▸ The request:
Copy every row below word for word, but leave the pictures out.

A block of data
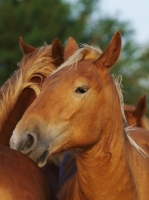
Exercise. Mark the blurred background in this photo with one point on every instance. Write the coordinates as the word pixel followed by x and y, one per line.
pixel 88 21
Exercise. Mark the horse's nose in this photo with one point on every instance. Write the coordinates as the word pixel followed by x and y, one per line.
pixel 25 144
pixel 28 143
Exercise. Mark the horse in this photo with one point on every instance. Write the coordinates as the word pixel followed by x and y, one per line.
pixel 16 95
pixel 80 110
pixel 20 177
pixel 21 89
pixel 136 115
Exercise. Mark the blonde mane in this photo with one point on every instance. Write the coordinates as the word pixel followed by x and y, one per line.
pixel 85 53
pixel 145 122
pixel 35 65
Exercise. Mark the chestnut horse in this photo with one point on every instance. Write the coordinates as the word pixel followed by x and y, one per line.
pixel 79 109
pixel 136 115
pixel 20 90
pixel 20 177
pixel 16 95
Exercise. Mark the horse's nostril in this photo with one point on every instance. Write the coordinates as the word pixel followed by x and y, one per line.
pixel 29 143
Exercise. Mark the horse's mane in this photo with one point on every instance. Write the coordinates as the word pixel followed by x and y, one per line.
pixel 87 52
pixel 32 65
pixel 145 122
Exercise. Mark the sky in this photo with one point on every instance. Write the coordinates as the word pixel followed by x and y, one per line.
pixel 135 11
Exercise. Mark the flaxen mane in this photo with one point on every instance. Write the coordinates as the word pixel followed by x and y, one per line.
pixel 87 53
pixel 32 65
pixel 145 122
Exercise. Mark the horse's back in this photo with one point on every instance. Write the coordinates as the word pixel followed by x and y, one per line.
pixel 20 177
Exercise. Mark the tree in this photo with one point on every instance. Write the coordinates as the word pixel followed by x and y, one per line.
pixel 43 21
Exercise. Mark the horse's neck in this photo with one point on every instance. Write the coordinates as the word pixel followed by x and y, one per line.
pixel 12 116
pixel 105 165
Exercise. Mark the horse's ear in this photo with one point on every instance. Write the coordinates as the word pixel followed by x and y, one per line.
pixel 141 107
pixel 57 52
pixel 70 48
pixel 26 48
pixel 111 54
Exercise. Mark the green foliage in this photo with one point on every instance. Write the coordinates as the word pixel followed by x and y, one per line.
pixel 42 21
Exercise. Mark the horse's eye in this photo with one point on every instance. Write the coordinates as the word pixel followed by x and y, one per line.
pixel 81 90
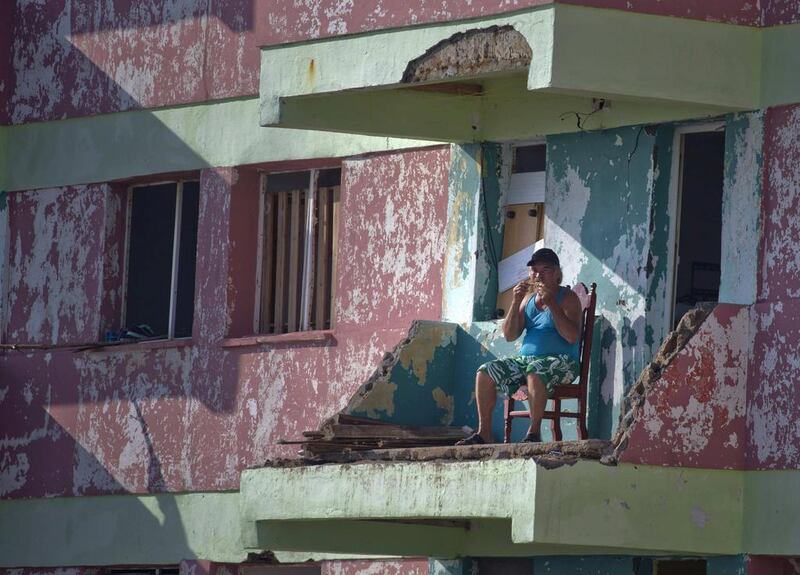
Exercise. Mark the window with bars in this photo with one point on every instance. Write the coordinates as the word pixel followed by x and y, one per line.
pixel 161 257
pixel 299 236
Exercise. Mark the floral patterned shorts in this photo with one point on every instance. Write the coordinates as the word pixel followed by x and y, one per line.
pixel 511 373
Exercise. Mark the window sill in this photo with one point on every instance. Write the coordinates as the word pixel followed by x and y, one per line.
pixel 112 347
pixel 294 337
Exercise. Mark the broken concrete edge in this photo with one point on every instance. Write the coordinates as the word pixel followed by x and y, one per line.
pixel 634 400
pixel 549 455
pixel 469 54
pixel 382 374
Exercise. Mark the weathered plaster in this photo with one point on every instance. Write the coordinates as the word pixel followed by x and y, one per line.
pixel 772 394
pixel 471 53
pixel 780 248
pixel 741 207
pixel 694 414
pixel 396 208
pixel 191 417
pixel 598 210
pixel 463 217
pixel 376 567
pixel 414 383
pixel 55 264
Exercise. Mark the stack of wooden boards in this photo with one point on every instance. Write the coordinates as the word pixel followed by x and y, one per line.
pixel 345 433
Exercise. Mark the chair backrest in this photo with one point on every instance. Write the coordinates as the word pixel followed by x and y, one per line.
pixel 588 301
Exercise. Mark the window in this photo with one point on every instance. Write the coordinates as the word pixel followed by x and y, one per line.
pixel 299 230
pixel 162 253
pixel 524 217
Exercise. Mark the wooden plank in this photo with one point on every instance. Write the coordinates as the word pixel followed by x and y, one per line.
pixel 335 208
pixel 268 265
pixel 294 255
pixel 395 432
pixel 280 262
pixel 522 227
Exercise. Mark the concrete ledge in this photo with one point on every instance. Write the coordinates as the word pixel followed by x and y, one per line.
pixel 527 508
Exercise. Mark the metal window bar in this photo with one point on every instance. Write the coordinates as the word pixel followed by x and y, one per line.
pixel 299 232
pixel 176 247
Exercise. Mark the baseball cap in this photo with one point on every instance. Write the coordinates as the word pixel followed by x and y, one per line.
pixel 545 256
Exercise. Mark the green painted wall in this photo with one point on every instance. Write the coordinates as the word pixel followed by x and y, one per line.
pixel 120 529
pixel 144 142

▸ Result for this task:
Exercise. Mark the blurred background in this photo with one point on every instance. Write the coordinates as the word pixel followed by x and y, one per line.
pixel 88 21
Exercise. Mark the horse's nose in this photo with one point on every instance. Write the coordinates as the word pixel followed by x and y, one per line.
pixel 25 144
pixel 28 143
Exercise. Mark the horse in this photo with one point on every instance. Write the coordinates as the word pixel followed by x and y, one per line.
pixel 16 95
pixel 80 110
pixel 20 177
pixel 21 89
pixel 136 115
Exercise. Mark the blonde mane in this photo with one point on every instance. Write the coordinates as the word pixel followed by x and y, one per line.
pixel 85 53
pixel 145 122
pixel 35 65
Exercise. Mark the chestnut horse in this photo with one point on every instance. Write the coordinates as the word pixel followed by x and y, one per line.
pixel 79 109
pixel 136 115
pixel 20 90
pixel 20 177
pixel 16 95
Exercise. Mark the horse's nostril in this photo with one point on every instance. Write the coordinates as the word pixel followed by x and y, one per line.
pixel 29 143
Exercise. Mark the horse's mane in this photo with one point on every instance. Write the coordinates as the word pixel followed by x and y, one per line.
pixel 87 52
pixel 32 65
pixel 145 122
Exercise. Mark the sky in this photo with one point on every instance. Write the coordinates as the word pixel followed by x and y, one per line.
pixel 135 11
Exercise. Mark the flaxen mane in this photo with one point on every instance. Write the coordinates as the word pixel followed by x and y, one per line.
pixel 87 53
pixel 32 65
pixel 145 122
Exercise. Mark the horse's back in this photo with one point on every instance. Write the coordinates as the word pixel followed by x and y, one per line.
pixel 20 177
Exercise. Mark the tree in this photo with one point on every instance. Write the coordinates as the word pixel followed by x and y, one per line.
pixel 43 21
Exercise. Mark the horse's neck in this photo with one point on every instance. Write the coordinates as the word pixel followed by x and y, one per line.
pixel 12 116
pixel 105 165
Exercise. Mark the horse's ear in this photo with one point on every instance. Write the coordinates as the word pixel followed by x and y, one per line.
pixel 141 107
pixel 57 52
pixel 70 48
pixel 26 48
pixel 111 54
Exercise. Mark the green foliage in this photo with one point on every instance. Write the coordinates as the word pixel followed by x and y, one per line.
pixel 42 21
Exercise. Mark the horse's eye in this photo with one point on every instance. Write the coordinates as the word pixel followed by x and y, one per line.
pixel 81 90
Exercise. Mark the window with bars in this photo with one point on every instance. Write the coordinates as the word pixel followed by x and y, one per line.
pixel 161 257
pixel 299 236
Exercise. Mark the floral patterned shorts in this photo with one point on every instance. Write the coordinates as the word pixel followed by x and y, one per line.
pixel 511 373
Exercise. Mark the window sill in this photo with one point on every instance. Write the coordinates as the word pixel followed by x and y, one per line.
pixel 112 347
pixel 294 337
Exercise. Mark the broken concrete edge in this photo with one point on every instance. Write the coordinates as the word pixel followed by x and y, one per line.
pixel 634 400
pixel 549 455
pixel 469 54
pixel 382 374
Exercise. Mark the weathered plaster in this photo with one point on every instance. Write the coordinates as the word pixel followed by x and y, one per line.
pixel 772 394
pixel 471 53
pixel 780 248
pixel 741 207
pixel 694 414
pixel 396 208
pixel 191 417
pixel 598 210
pixel 463 217
pixel 376 567
pixel 414 383
pixel 55 264
Exercise. Mark the stack of wooden boards in this photo with one point on every instance. Write the coordinates as the word pixel followed by x and y, one per line.
pixel 345 433
Exercise. Mark the chair backrest in this photo with one point on every instance. Write the coordinates as the word pixel followed by x and y, one per line.
pixel 588 301
Exercise. Mark the window in this photo with one point on every instance. Write the coordinates as the word pixel followed by x and y, one per line.
pixel 299 230
pixel 162 253
pixel 524 217
Exercise. Mark the wooden plank in this photo with one point on every instance. Write the coordinates as the word pixel followed by x and y, one per line.
pixel 335 208
pixel 268 265
pixel 294 255
pixel 395 432
pixel 280 262
pixel 522 227
Exercise. Mark the concrete ledge in this photo with one point on every instance. Write the coordinates as the word pixel followed by x and y, one per line.
pixel 527 508
Exercise. Mark the metal window bar in this photo with one point on every instance. Write the coordinates as the word pixel followed by x and y, one per line.
pixel 299 232
pixel 176 247
Exercise. Mark the baseball cap in this photo with one point on every instance. Write the coordinates as the word pixel followed by x and y, one per line.
pixel 545 256
Exercise. Mark the green painted wall in this photo with one point on every instance. Write the coordinates as the word pixel followed by x and y, one per line.
pixel 120 529
pixel 144 142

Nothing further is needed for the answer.